On the mining front, industrial production in nonmetal products fell from about 19% y/y in February 2011 to about 16% this year, while ferrous metals smelting and pressing rose from about 7.5% to about 10 %.

While Absa Investments predicted that South Africa’s gross domestic product (GDP) would grow by 2.7% in 2012 and 3.6% in 2013, it warned of a “mild” recession in the European area that could stretch over the next two or three quarters before picking up in the latter part of the year.

Pheiffer said the UK, US and European Union were nearing the end to their monetary policy easing, but that Japan could be going against this trend. “We expect further monetary policy easing in Japan on the back of expectations that inflation will undershoot the Bank of Japan’s 1% inflation goal,” he noted, while adding that Absa Investments expected the yen to depreciate over the next year and provide extra stimulus for the manufacturing and construction sectors.

Developed economies would grow at a faster pace of 1.5% in 2012, compared with 1.3% in 2011, the group forecast, while developing economies would be growing at a slower pace of 5.7%, down from 6.4% last year.

The investment group was predicting a global consumer price inflation rate of 3.2% in 2012 and in 2013, while inflation was expected to reach 6.4% in 2012 in South Africa, before easing back to 5.7% in 2013. “But if energy prices do not continue to rise, we could see a moderation in inflation,” Pheiffer commented.

The input —
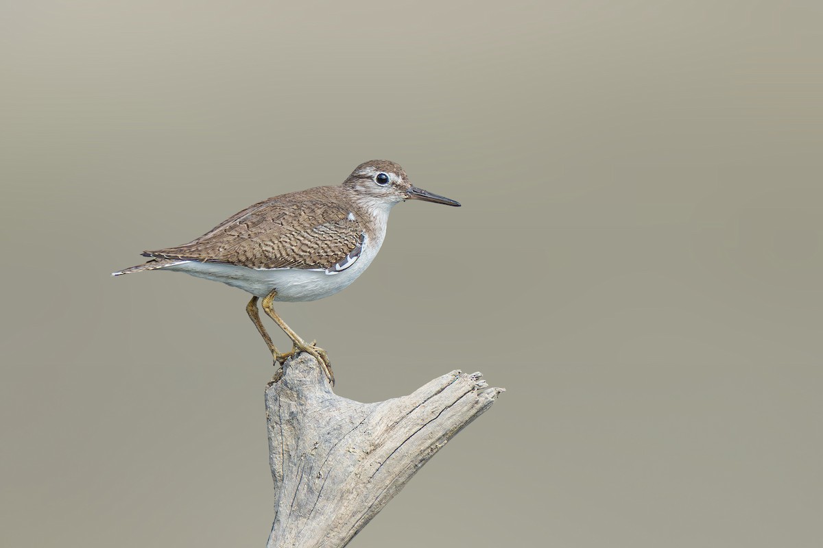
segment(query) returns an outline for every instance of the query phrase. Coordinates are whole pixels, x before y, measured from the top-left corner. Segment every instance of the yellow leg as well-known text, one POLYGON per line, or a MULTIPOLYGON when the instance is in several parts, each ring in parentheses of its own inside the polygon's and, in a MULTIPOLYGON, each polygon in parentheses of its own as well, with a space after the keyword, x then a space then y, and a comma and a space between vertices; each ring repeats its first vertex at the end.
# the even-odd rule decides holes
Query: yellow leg
MULTIPOLYGON (((272 291, 271 293, 263 297, 263 311, 268 315, 268 317, 274 320, 277 325, 280 325, 280 329, 286 332, 286 334, 287 334, 289 338, 291 339, 291 342, 294 343, 295 348, 296 350, 309 352, 314 357, 314 359, 316 359, 318 363, 320 364, 320 367, 323 368, 323 373, 325 373, 326 376, 328 378, 328 381, 332 384, 332 386, 334 386, 334 375, 332 373, 332 362, 328 359, 328 354, 327 354, 326 351, 323 348, 314 346, 314 342, 311 344, 309 344, 303 340, 300 335, 295 333, 291 328, 286 325, 286 322, 283 321, 279 315, 277 315, 277 313, 274 311, 274 308, 272 306, 272 303, 274 302, 274 297, 277 296, 277 292, 272 291)), ((256 310, 257 306, 254 308, 256 310)), ((259 329, 261 328, 258 329, 259 329)), ((292 350, 292 352, 294 352, 294 350, 292 350)))
POLYGON ((248 305, 246 305, 246 314, 249 315, 249 318, 252 320, 252 323, 254 324, 254 327, 258 329, 258 333, 260 334, 263 341, 266 342, 266 346, 268 347, 269 352, 272 352, 272 359, 274 360, 275 362, 279 361, 282 363, 283 361, 286 361, 286 358, 294 353, 294 350, 286 352, 285 354, 281 354, 277 352, 277 347, 275 347, 274 343, 272 342, 272 338, 269 337, 268 333, 266 331, 266 328, 263 327, 263 322, 260 321, 260 312, 257 307, 257 302, 258 297, 253 297, 252 300, 249 302, 248 305))

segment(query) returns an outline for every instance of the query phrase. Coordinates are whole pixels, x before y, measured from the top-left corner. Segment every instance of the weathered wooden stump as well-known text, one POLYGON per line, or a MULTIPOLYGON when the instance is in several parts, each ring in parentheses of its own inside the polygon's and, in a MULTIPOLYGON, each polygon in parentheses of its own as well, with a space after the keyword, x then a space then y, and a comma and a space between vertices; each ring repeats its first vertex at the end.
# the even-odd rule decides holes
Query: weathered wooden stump
POLYGON ((458 371, 376 403, 341 398, 314 357, 266 389, 275 518, 267 548, 341 548, 504 390, 458 371))

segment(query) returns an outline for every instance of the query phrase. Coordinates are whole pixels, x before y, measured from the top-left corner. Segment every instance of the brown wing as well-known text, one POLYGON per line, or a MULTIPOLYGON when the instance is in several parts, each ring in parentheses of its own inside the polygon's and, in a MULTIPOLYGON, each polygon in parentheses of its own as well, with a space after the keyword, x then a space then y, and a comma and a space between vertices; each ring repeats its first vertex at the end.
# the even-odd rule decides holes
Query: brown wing
POLYGON ((290 197, 259 202, 189 243, 143 255, 253 269, 328 269, 360 249, 364 227, 348 210, 290 197))

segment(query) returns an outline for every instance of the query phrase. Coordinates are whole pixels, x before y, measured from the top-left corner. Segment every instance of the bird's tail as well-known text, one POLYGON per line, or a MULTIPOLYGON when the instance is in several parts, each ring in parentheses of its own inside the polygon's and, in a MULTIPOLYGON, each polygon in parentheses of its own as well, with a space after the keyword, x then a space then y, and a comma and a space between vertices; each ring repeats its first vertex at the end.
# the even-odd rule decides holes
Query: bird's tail
POLYGON ((143 270, 157 270, 158 269, 165 269, 167 266, 174 266, 174 265, 179 265, 180 263, 184 263, 185 260, 180 260, 179 259, 151 259, 146 261, 143 265, 137 265, 137 266, 133 266, 131 268, 123 269, 119 272, 112 272, 112 276, 120 276, 124 274, 132 274, 133 272, 142 272, 143 270))

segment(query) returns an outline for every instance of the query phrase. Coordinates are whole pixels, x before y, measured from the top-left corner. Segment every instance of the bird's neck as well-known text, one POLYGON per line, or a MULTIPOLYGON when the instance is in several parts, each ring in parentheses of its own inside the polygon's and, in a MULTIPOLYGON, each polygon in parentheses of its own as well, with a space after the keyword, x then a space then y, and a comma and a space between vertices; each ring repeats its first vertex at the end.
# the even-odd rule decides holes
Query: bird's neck
POLYGON ((362 216, 368 226, 369 237, 373 241, 383 242, 386 235, 386 225, 388 223, 388 214, 398 202, 386 201, 378 198, 358 196, 354 198, 354 203, 359 210, 356 212, 362 216))

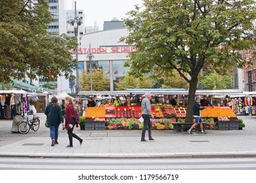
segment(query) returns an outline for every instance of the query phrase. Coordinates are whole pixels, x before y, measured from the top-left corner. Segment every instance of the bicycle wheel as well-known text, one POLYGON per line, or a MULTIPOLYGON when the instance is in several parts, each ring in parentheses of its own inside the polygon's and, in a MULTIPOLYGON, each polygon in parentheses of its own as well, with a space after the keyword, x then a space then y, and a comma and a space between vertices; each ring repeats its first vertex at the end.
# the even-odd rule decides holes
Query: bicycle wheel
POLYGON ((18 130, 20 133, 28 133, 30 130, 30 125, 26 122, 22 122, 18 124, 18 130))
POLYGON ((39 129, 40 125, 40 120, 38 119, 35 119, 35 122, 33 123, 32 125, 32 129, 34 131, 37 131, 39 129))

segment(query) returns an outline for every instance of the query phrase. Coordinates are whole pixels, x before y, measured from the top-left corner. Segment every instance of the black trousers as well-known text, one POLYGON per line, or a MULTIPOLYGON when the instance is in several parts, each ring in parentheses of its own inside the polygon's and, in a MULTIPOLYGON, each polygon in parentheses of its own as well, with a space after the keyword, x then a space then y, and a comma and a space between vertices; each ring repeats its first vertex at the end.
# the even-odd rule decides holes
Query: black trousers
POLYGON ((144 125, 143 125, 143 129, 142 129, 142 133, 141 135, 141 140, 145 139, 145 135, 146 135, 146 128, 148 126, 148 137, 149 139, 152 138, 152 134, 151 134, 151 129, 152 128, 152 124, 150 122, 150 115, 148 114, 142 114, 142 118, 144 119, 144 125))
POLYGON ((70 145, 73 146, 73 137, 75 139, 77 139, 79 142, 82 141, 82 139, 76 135, 75 133, 73 133, 74 128, 75 127, 75 125, 73 125, 72 128, 68 130, 68 139, 70 140, 70 145))

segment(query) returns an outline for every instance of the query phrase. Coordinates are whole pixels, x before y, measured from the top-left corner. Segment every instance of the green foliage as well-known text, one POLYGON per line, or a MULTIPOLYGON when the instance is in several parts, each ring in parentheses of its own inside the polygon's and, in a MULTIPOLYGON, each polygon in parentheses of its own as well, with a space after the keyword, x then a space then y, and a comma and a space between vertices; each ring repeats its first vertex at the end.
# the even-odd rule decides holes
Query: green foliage
POLYGON ((25 73, 47 81, 61 73, 68 78, 76 67, 68 50, 76 48, 77 41, 65 35, 48 36, 48 1, 2 0, 0 12, 0 82, 25 73))
POLYGON ((203 67, 221 73, 245 65, 240 51, 255 44, 255 8, 253 0, 144 0, 124 20, 129 34, 121 41, 137 48, 125 66, 135 76, 177 71, 189 84, 186 122, 192 121, 203 67))
POLYGON ((52 83, 49 83, 49 82, 45 83, 42 86, 43 86, 43 88, 50 89, 50 90, 54 90, 55 89, 55 86, 54 86, 54 84, 52 83))
POLYGON ((0 90, 9 90, 13 88, 13 85, 11 83, 0 82, 0 90))
POLYGON ((230 76, 220 75, 215 73, 205 76, 200 76, 198 85, 202 90, 225 90, 228 89, 232 84, 230 76))
POLYGON ((188 88, 188 82, 179 75, 177 71, 165 75, 157 74, 154 78, 156 82, 162 84, 162 88, 188 88))
POLYGON ((136 77, 129 73, 126 73, 123 80, 116 83, 116 90, 125 90, 127 88, 152 88, 154 83, 149 76, 136 77))
MULTIPOLYGON (((83 71, 79 76, 81 90, 91 91, 91 75, 83 71)), ((97 69, 92 71, 93 91, 108 91, 110 89, 110 80, 103 75, 102 69, 97 69)))

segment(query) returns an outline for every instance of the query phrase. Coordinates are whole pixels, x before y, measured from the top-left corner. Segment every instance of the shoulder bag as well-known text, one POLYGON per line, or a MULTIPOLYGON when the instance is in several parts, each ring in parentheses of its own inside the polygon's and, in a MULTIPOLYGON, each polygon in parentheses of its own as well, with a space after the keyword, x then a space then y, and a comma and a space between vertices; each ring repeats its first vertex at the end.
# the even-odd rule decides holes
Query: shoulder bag
POLYGON ((51 108, 50 112, 49 112, 49 114, 47 115, 47 118, 46 118, 46 122, 45 122, 45 126, 46 127, 49 127, 49 124, 48 124, 48 121, 47 121, 47 118, 48 118, 48 116, 51 114, 51 112, 52 112, 53 108, 53 107, 52 107, 52 108, 51 108))

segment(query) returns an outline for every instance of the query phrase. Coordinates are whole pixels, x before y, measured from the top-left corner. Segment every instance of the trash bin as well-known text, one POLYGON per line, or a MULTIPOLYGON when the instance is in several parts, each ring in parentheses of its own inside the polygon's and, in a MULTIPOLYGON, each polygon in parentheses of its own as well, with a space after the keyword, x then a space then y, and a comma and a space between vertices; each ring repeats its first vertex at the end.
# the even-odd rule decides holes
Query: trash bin
POLYGON ((21 122, 23 122, 23 118, 22 116, 20 115, 16 115, 14 118, 13 118, 12 120, 12 129, 11 129, 11 131, 12 133, 18 133, 18 124, 21 122))

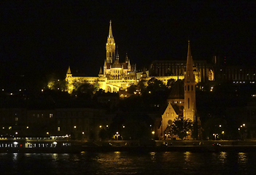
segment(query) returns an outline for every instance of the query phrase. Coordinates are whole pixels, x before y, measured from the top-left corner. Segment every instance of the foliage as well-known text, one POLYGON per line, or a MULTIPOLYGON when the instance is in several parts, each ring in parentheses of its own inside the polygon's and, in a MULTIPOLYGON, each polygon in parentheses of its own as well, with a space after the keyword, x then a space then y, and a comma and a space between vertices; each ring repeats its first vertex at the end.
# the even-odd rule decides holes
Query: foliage
POLYGON ((136 90, 136 86, 134 85, 131 85, 127 88, 127 92, 131 94, 133 94, 133 92, 135 92, 136 90))
POLYGON ((163 81, 155 79, 155 77, 151 78, 147 82, 147 90, 151 92, 155 92, 159 90, 165 90, 166 86, 163 84, 163 81))
POLYGON ((193 131, 193 122, 190 119, 177 117, 174 120, 171 130, 173 134, 177 135, 179 139, 183 139, 187 136, 187 132, 193 131))
POLYGON ((140 91, 143 91, 144 90, 145 90, 146 88, 146 81, 144 80, 144 79, 141 79, 140 80, 139 82, 138 82, 138 85, 137 85, 137 88, 140 91))

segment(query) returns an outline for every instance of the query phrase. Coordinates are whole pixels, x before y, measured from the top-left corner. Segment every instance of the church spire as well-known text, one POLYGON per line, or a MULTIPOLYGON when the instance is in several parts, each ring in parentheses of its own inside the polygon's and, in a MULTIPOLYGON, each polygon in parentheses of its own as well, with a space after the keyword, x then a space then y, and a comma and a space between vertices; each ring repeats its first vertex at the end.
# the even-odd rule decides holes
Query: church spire
POLYGON ((68 71, 66 71, 67 74, 71 74, 71 70, 70 70, 70 66, 69 66, 68 71))
POLYGON ((109 22, 109 38, 113 38, 113 34, 112 34, 112 27, 111 26, 112 22, 110 20, 109 22))
POLYGON ((102 69, 101 69, 101 69, 100 69, 100 71, 99 71, 98 74, 103 74, 103 72, 102 72, 102 69))
POLYGON ((117 53, 116 53, 115 59, 119 60, 118 46, 117 45, 117 53))
POLYGON ((193 70, 193 61, 191 55, 190 50, 190 41, 188 40, 188 47, 187 47, 187 65, 186 65, 186 75, 185 81, 187 82, 195 82, 195 76, 193 70))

Required actions —
**a.** Turn the records, from their start through the line containing "Query: yellow leg", into a Markdown table with the columns Row and Content, one numbered row per line. Skip blank lines and leave the pictures out.
**b.** Go on with the passage on Absa Investments' economic forecasts, starting after its last sentence.

Results for each task —
**a.**
| Row | Content |
|---|---|
| 1 | segment(query) returns an outline for every instance of the query phrase. Coordinates are whole pixels, x before y, measured from the top-left corner. Segment every instance of the yellow leg as well-known text, one POLYGON per line, or a MULTIPOLYGON when the instance is in several parts, each ring in parentheses of its own inside the polygon's and, in a MULTIPOLYGON, each polygon in parentheses of its own as well, with a space after the keyword, x then a space then y, and a comma and a space between vertices; each ring repeats its first vertex at the end. |
| 2 | # the even-odd rule decides holes |
| 3 | Query: yellow leg |

**b.**
EQUITY OUTLOOK

Absa Investments investment analyst Chris Gilmour said that although retail sales growth appeared to have run out of steam, optimism should return in light of the expectation of interest rates remaining low.

It was a mixed picture in the retail sector, with some food traders becoming “pricey”.

Gilmour said construction was expected to be in the doldrums for the next two years, but that President Jacob Zuma’s infrastructure-focused State of the Nation address could bring some hope. “We can restructure our view on our outlook for infrastructure in South Africa if we can get tangible evidence that the allocated R800-million will be spent in the near future,” he sated.

In terms of commodities, he added that resources stocks were currently at attractive levels, despite falling commodity prices. “We remain bullish about commodity stocks. The Chinese and Indian economies are still growing rapidly even though not as rapidly as in the past.”

But platinum stocks looked pricey and high-risk. “We are concerned about huge cost inputs and other factors associated with buying platinum mines,” Gilmour said.